Extrait de page -

Il y a 30 ans, l’abominable groupe de hard-rock Scorpions obtenait un de ses plus grands succès avec ‘’Wind of change’’, le ‘Vent du changement’, chanson célébrant la chute du mur de Berlin et la fin du bloc de l’Est. Le cerveau est ainsi fait que c’est à ce tube que j’ai pensé en lisant le dernier rapport de l’Agence Européenne de l’Environnement. Et depuis, son pénible refrain m’obsède.

Il se trouve que cette Agence a été créée par l’Union européenne en 1990, la même année que la chanson de Scorpions. Opérationnelle 4 ans plus tard, sa mission ‘’consiste à fournir (aux Etats membres) des informations fiables et indépendantes sur l’environnement. L’AEE entend soutenir le développement durable’’.

Elle le fait régulièrement en publiant des rapports, disponibles en ligne (malheureusement pas toujours traduits en français). Le tout dernier s’intitule : ‘’Growth without economic growth’’ : la croissance sans la croissance économique. Un pavé dans la mare tant cette approche remet en cause bien des certitudes encore très présentes chez les décideurs politiques.

Énoncé A - Recopiez fidèlement l'extrait sur l'Agence européenne de l'environnement, depuis « Il y a 30 ans, l’abominable » jusqu'à « pénible refrain m’obsède. » inclus.
Énoncé B - Poursuivez l'extrait sur l'Agence européenne de l'environnement au-delà de sa dernière phrase.
Les enregistrements ne servent à rien ici.

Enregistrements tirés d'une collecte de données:
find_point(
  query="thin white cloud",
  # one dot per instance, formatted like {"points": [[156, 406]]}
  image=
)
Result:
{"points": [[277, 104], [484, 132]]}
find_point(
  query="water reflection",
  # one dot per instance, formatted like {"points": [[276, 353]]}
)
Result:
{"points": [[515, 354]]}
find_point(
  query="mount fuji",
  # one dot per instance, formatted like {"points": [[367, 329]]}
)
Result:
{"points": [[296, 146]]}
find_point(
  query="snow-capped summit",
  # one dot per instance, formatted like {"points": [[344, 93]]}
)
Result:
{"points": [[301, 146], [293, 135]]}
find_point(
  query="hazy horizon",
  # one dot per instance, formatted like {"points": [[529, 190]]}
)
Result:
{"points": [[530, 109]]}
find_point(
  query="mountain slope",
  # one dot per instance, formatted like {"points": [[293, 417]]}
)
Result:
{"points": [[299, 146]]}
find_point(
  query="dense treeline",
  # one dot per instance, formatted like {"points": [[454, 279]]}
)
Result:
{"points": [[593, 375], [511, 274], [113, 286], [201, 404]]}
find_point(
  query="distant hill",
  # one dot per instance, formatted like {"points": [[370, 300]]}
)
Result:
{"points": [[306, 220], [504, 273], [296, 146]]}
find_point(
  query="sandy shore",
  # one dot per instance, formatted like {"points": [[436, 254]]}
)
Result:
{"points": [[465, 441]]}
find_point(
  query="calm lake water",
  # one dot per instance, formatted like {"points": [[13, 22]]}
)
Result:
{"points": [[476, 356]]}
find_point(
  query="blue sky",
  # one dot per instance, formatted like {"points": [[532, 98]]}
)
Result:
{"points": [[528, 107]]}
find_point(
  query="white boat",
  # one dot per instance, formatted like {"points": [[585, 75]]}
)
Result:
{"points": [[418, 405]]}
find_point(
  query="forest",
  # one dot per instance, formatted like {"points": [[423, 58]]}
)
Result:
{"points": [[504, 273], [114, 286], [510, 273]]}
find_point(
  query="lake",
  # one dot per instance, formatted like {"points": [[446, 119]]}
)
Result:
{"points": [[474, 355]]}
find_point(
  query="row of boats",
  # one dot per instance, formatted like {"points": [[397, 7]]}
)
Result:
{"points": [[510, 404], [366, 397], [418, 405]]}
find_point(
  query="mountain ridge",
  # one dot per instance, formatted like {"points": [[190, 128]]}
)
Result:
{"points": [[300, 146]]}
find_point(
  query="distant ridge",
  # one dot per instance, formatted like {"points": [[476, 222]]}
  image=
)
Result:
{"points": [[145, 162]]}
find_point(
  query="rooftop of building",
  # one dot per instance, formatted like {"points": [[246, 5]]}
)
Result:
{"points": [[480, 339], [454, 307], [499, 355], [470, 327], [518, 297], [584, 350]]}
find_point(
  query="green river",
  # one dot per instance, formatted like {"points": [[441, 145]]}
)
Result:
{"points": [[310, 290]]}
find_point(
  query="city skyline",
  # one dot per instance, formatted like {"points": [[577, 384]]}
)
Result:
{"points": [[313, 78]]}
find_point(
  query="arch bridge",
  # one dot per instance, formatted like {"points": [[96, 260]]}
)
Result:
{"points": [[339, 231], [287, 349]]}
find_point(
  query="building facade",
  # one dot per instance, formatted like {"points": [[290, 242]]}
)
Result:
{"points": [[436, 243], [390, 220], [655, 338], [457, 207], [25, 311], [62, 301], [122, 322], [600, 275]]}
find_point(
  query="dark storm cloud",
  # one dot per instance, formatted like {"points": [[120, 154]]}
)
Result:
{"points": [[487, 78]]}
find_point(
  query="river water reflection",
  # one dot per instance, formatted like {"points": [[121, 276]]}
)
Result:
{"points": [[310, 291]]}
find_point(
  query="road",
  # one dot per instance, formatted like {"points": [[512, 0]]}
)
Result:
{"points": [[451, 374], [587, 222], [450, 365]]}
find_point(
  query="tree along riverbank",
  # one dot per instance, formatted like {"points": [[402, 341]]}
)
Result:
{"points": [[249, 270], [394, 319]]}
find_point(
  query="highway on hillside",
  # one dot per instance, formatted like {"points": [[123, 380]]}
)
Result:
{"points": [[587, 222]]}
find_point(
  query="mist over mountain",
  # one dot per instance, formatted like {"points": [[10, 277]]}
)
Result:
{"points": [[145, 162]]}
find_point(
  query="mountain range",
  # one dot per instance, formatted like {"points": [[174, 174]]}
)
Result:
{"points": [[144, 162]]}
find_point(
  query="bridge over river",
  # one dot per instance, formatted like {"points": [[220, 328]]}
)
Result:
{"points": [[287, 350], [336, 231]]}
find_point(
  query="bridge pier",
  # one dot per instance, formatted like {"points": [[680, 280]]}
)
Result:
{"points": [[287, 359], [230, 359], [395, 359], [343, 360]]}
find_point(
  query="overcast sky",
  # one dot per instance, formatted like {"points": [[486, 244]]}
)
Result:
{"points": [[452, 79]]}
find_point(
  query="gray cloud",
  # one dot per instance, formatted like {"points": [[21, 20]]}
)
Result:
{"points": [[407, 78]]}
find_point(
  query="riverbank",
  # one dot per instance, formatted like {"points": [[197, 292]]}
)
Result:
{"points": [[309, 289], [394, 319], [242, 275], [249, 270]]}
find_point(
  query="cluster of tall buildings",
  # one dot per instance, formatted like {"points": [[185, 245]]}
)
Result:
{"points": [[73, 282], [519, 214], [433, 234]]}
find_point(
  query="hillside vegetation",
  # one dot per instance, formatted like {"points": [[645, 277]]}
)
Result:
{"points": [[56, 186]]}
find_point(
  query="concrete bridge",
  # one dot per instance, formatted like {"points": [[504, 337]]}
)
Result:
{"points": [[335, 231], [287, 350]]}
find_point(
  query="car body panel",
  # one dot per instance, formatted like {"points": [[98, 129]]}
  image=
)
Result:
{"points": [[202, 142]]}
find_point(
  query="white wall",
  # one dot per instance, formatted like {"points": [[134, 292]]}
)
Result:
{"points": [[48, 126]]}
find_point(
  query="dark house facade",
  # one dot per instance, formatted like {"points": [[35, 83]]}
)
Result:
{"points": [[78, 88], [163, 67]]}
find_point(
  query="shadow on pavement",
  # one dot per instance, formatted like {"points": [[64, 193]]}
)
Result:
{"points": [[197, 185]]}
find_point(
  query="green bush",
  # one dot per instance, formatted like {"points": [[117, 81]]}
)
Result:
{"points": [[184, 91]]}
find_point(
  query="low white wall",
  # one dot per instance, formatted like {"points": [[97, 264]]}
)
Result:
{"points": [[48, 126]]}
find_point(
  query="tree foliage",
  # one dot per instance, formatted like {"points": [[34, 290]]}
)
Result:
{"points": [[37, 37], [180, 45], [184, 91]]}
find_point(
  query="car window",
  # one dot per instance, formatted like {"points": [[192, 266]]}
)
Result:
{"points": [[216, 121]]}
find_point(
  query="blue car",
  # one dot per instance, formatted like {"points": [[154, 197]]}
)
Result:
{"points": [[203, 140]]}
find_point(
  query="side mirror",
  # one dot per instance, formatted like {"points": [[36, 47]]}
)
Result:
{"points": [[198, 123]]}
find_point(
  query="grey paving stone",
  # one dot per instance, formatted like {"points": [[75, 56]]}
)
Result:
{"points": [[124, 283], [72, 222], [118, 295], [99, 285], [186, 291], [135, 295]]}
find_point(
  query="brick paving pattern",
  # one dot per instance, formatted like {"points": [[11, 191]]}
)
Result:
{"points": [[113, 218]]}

Réponse A -
Il y a 30 ans, l’abominable groupe de hard-rock Scorpions obtenait un de ses plus grands succès avec ‘’Wind of change’’, le ‘Vent du changement’, chanson célébrant la chute du mur de Berlin et la fin du bloc de l’Est. Le cerveau est ainsi fait que c’est à ce tube que j’ai pensé en lisant le dernier rapport de l’Agence Européenne de l’Environnement. Et depuis, son pénible refrain m’obsède.

Réponse B -
Je vous en lis un extrait : ‘’la croissance économique est étroitement liée à l’augmentation de la production, de la consommation et de l’utilisation des ressources, ce qui a des effets négatifs sur la nature, le climat et la santé humaine. De plus, les recherches actuelles suggèrent qu’il est peu probable que la croissance économique puisse être complètement détachée de ses impacts environnementaux’’.

Ce dernier point est important en ceci qu’il remet en cause une des notions attachées au concept de développement durable, ou à celui plus fumeux de croissance verte : la notion de découplage. Wikipédia en donne une définition très claire : il s’agit de séparer la prospérité économique de la consommation de ressources et d’énergie. Le découplage repose ainsi sur la conviction qu’il est possible de continuer à croitre tout en réduisant les prélèvements sur la planète.

Et bien ce que dit le rapport de l’Agence européenne de l’environnement, c’est qu’un tel découplage n’est pas possible, du moins pas entièrement. Qu’il faut donc repenser le concept même de croissance, ne plus l’envisager d’un point de vue seulement quantitatif (produire toujours plus de biens matériels) mais d’un point de vue qualitatif (une croissance qui vise à davantage de solidarité, de standards sociaux élevés et de protection des écosystèmes).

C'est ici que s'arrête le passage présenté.